**Exercice court 1:** Selon l'extrait sur la Fondation Bemberg, de quand à quand se tient l'exposition actuelle ?
**Exercice court 2:** Les affirmations suivantes concordent-elles avec l'extrait sur la Fondation Bemberg ? Pour chacune, répondez par oui ou non et citez les mots décisifs de l'extrait. (a) Georges Bemberg est né en Argentine. (b) La Fondation organise plusieurs expositions temporaires par an. (c) Les dessins réunis par Louis-Antoine Prat ont été présentés à la Fondation en 2018.

**Extrait à lire:**
══════

Depuis 1995, Toulouse possède une institution supplémentaire qui ajoute à son attrait pour les amateurs d’art : la Fondation Bemberg, qui doit son nom au collectionneur Georges Bemberg (1916–2011), issu d’une famille d’industriels originaire de Cologne. Né en Argentine mais ayant passé presque toute sa vie en France, Georges Bemberg avait accumulé plusieurs centaines de peintures, représentatives des écoles italiennes, allemandes et françaises, du XVIe au XXe siècle, sans oublier toute une gamme d’objets d’art, sculptures, livres, meubles… La ville de Toulouse eut la bonne idée de mettre à sa disposition le superbe Hôtel d’Assezat, édifice de la Renaissance modernisé au milieu du XVIIIe siècle et ensuite consacré à l’accueil des sociétés savantes locales. La signature d’un bail emphytéotique permet depuis un quart de siècle d’admirer cette collection à travers une suite de period rooms et un ensemble de salles, au premier et deuxième étage du bâtiment.
Oui, mais il en va de la Fondation Bemberg comme de tous les musées aujourd’hui : pour attirer le public, la plus belle des collections permanentes ne suffit plus, et il faut sans cesse éveiller à nouveau l’intérêt en proposant des expositions temporaires. Depuis quelques années, la Fondation a donc rejoint la cohorte des institutions qui usent de ce biais, mais de façon tout à fait modérée. Loin de toute frénésie, le rythme choisi est annuel (depuis 2015, l’exposition actuelle n’est que la sixième), avec une présentation coïncidant en général avec les trois mois d’été. Cette fois, pandémie oblige, les dates ont été légèrement aménagées, et au lieu de commencer fin avril pour se terminer fin août, l’exposition court de fin juin au 1er novembre. Elle occupe la quasi-totalité du deuxième étage, où sont d’habitude accrochées les œuvres des XIXe et XXe siècles, dont une bonne partie a trouvé provisoirement refuge dans les salles voûtées du sous-sol.
Après avoir d’abord programmé des expositions dans le prolongement de ses collections d’objets d’art (faïence et orfèvrerie de la Renaissance), la Fondation Bemberg a décidé d’ouvrir ses portes à d’autres collections aussi prestigieuses que privées : en 2017, on pouvait y contempler une sélection des plus beaux dessins réunis par Louis-Antoine Prat (actuellement visibles à Paris, au Petit-Palais) ; en 2018, le Musée des Arts Décoratifs prêtait la collection de crânes – naturels ou artificiels – de la baronne Henri de Rothschild ; et en 2019 était venu le tour des toiles françaises et italiennes d’Héléna et Guy Motais de Narbonne, œuvres des XVIIe et XVIIIe siècles.

══════

[Enregistrements]
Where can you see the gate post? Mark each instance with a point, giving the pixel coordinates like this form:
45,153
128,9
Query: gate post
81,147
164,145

══════

**Réponse attendue 1:** De fin juin au 1er novembre.

**Réponse attendue 2:**
(a) Oui : « Né en Argentine ».
(b) Non : « le rythme choisi est annuel ».
(c) Non : « en 2017, on pouvait y contempler une sélection des plus beaux dessins réunis par Louis-Antoine Prat ».